Luoluo Hong, an activist and educator, wasn't allowed to date until she was 25 years old. She couldn't see a movie until age 21, and her opportunities to socialize with friends were limited.

Since Hong was a young girl growing up in Baltimore, she said her Chinese father and Taiwanese mother discouraged her from being assertive and from voicing her own opinion.

"I felt very isolated from my peers and continued to feel this real divide," Hong said Wednesday night at Cardinal Hall.

But for Hong, now 35, all that has changed.

In her speech titled "Beyond Geisha Girls and Kung Fu Masters," Hong explained to about 90 students how she found her voice and became the first Asian American dean of students at the University of Wisconsin-Madison.

"This is certainly not the typical career or life that gets role modeled for Asian Americans," she said.

Hong first became aware of her Asian American identity after entering Amherst College at age 17, where she had the opportunity to bond with other Asian, Latino and Black students, she said.

As she became more interested in her identity, Hong said she took an Asian studies course, watched films and read books about her culture.

"It was a very powerful time to understand the ways I felt ostracized and come to terms with the racism I experienced," Hong said.

At the end of her freshman year, however, she said a sophomore who served as a second tenor in the school's glee club followed her home and sexually assaulted her three times. She later discovered that the student had a fetish for Asian American pornography, she said.

"I felt horribly vilified and dirty and shamed," she said.

After being rejected by both her boyfriend, who lived in Washington D.C. at the time and accused her of cheating, and by peers in the university's Asian American Student Association, she said she felt even more ostracized.

_DATA TO EXAMINE:_
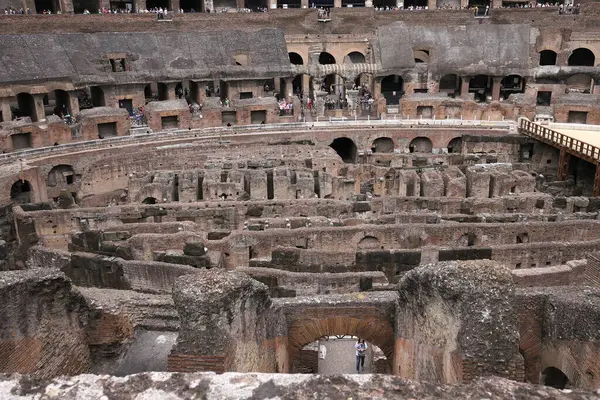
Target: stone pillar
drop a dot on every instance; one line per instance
(6, 113)
(73, 103)
(457, 297)
(225, 324)
(496, 88)
(464, 88)
(40, 113)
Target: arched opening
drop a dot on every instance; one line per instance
(392, 87)
(58, 103)
(579, 83)
(345, 148)
(21, 192)
(374, 330)
(547, 57)
(421, 56)
(61, 175)
(420, 144)
(296, 58)
(481, 86)
(455, 146)
(511, 84)
(451, 85)
(555, 378)
(326, 58)
(383, 145)
(581, 57)
(97, 96)
(368, 242)
(355, 57)
(26, 107)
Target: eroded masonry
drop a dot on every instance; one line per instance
(233, 192)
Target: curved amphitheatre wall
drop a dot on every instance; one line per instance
(422, 239)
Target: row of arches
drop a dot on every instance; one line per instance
(347, 149)
(580, 57)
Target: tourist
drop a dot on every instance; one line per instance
(361, 352)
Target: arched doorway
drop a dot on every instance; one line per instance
(555, 378)
(26, 107)
(355, 57)
(345, 148)
(21, 192)
(547, 57)
(451, 84)
(581, 57)
(296, 58)
(511, 84)
(325, 58)
(392, 87)
(455, 145)
(383, 145)
(420, 144)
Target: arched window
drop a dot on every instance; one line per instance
(547, 57)
(420, 144)
(392, 87)
(582, 57)
(296, 58)
(345, 148)
(326, 58)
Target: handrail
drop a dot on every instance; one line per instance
(244, 129)
(558, 139)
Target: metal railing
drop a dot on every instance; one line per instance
(559, 140)
(218, 132)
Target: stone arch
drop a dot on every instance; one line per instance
(581, 57)
(376, 330)
(421, 56)
(61, 175)
(355, 57)
(555, 378)
(420, 144)
(21, 192)
(548, 57)
(579, 83)
(392, 88)
(295, 58)
(383, 145)
(326, 58)
(451, 84)
(346, 149)
(511, 84)
(26, 104)
(455, 145)
(368, 242)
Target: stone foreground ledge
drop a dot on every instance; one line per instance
(175, 386)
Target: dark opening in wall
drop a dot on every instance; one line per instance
(345, 148)
(543, 98)
(547, 57)
(107, 129)
(21, 141)
(555, 378)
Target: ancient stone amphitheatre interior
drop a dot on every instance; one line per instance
(215, 199)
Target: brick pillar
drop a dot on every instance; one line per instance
(464, 87)
(39, 106)
(496, 88)
(73, 103)
(6, 113)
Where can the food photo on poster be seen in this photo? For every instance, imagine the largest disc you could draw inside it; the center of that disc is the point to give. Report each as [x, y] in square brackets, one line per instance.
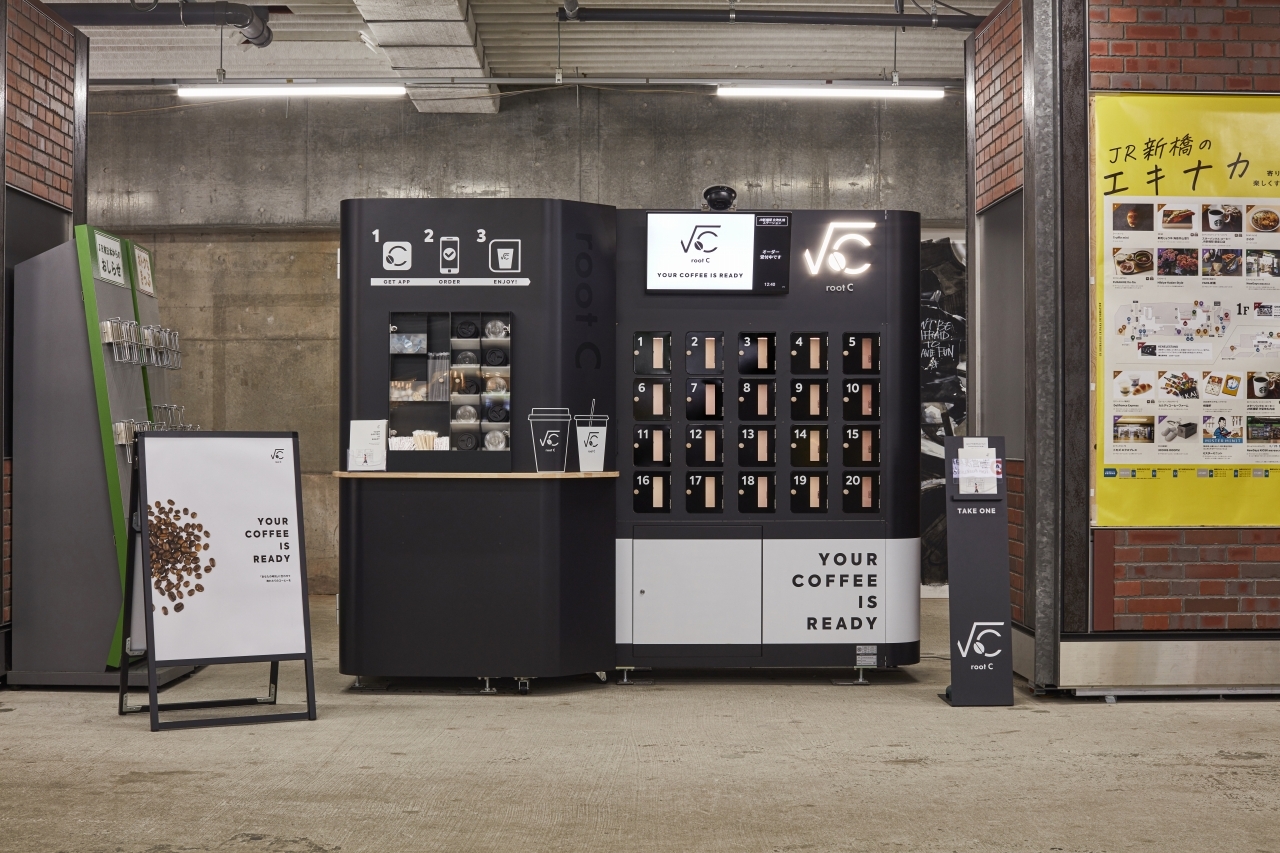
[1192, 355]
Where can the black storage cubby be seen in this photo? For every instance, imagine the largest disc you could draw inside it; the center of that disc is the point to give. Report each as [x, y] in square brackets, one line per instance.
[809, 446]
[860, 398]
[860, 492]
[652, 398]
[704, 400]
[757, 492]
[652, 492]
[704, 492]
[704, 354]
[860, 352]
[808, 398]
[652, 354]
[704, 446]
[808, 352]
[652, 446]
[809, 492]
[757, 445]
[757, 398]
[757, 352]
[860, 445]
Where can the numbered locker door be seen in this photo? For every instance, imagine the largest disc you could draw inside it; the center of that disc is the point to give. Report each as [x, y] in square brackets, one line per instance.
[698, 592]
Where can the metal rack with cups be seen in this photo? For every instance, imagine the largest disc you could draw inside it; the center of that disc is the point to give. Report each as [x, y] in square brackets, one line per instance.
[92, 364]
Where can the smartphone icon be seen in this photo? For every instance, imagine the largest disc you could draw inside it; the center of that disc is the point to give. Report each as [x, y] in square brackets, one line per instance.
[449, 249]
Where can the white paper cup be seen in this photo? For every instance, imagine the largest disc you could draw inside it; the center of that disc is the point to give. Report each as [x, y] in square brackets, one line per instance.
[551, 438]
[592, 434]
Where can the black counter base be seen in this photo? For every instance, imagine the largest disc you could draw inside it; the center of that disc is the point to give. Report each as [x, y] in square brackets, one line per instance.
[766, 656]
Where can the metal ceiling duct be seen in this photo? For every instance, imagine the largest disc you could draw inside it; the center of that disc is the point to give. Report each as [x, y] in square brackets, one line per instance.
[251, 21]
[574, 12]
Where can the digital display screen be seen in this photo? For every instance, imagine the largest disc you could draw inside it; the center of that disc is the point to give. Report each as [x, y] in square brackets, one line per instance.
[718, 252]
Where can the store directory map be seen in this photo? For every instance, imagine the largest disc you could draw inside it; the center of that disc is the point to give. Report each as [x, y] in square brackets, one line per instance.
[1187, 291]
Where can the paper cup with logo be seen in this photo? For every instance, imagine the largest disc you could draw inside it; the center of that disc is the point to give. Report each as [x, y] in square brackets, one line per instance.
[551, 438]
[592, 432]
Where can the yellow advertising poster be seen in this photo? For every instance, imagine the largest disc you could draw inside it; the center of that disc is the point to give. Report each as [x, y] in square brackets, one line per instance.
[1187, 288]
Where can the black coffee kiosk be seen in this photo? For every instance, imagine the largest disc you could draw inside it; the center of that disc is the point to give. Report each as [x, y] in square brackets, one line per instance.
[721, 470]
[481, 332]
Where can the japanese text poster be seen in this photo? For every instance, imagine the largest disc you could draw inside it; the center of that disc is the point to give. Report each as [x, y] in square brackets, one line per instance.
[1187, 310]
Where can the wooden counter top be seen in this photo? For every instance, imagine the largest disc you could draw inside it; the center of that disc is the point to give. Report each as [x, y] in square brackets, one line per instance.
[475, 475]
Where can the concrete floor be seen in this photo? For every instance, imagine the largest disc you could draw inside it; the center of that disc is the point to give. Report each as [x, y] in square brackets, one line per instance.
[694, 762]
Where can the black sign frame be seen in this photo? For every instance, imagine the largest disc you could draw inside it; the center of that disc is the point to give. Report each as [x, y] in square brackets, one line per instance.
[981, 646]
[138, 537]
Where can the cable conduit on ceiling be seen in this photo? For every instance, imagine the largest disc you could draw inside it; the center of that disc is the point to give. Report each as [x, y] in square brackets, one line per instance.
[574, 12]
[251, 21]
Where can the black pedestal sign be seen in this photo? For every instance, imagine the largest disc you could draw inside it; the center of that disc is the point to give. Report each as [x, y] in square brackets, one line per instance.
[982, 670]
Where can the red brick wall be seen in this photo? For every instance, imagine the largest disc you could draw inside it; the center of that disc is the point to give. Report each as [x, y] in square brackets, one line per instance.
[1193, 579]
[1184, 45]
[1014, 473]
[1197, 579]
[999, 104]
[40, 115]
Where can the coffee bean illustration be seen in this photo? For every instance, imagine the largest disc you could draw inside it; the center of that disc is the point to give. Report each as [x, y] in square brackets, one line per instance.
[177, 547]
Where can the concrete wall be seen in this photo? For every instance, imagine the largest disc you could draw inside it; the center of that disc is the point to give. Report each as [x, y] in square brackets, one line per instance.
[240, 203]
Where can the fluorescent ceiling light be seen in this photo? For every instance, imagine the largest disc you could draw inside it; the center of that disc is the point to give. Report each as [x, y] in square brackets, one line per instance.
[224, 90]
[887, 92]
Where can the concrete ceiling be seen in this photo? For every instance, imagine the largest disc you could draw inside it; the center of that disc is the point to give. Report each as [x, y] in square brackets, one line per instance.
[350, 39]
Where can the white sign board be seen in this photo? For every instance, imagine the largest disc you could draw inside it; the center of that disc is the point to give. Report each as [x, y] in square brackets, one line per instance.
[700, 251]
[108, 259]
[223, 546]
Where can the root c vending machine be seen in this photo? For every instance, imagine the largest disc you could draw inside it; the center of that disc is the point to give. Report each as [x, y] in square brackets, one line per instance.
[768, 407]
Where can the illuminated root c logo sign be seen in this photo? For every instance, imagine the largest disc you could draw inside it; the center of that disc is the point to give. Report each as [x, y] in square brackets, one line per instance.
[837, 260]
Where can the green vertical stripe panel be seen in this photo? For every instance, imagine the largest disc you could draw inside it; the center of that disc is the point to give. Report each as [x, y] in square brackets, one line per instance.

_EXERCISE REQUIREMENTS:_
Rewrite the paragraph beginning "Luoluo Hong, an activist and educator" from the passage on Luoluo Hong as a bulleted list, keeping its main facts.

_REPLY TO THE EXERCISE:_
- Luoluo Hong is an activist and educator.
- She was not allowed to date until age 25.
- She could not see a movie until age 21.
- Her opportunities to socialize with friends were limited.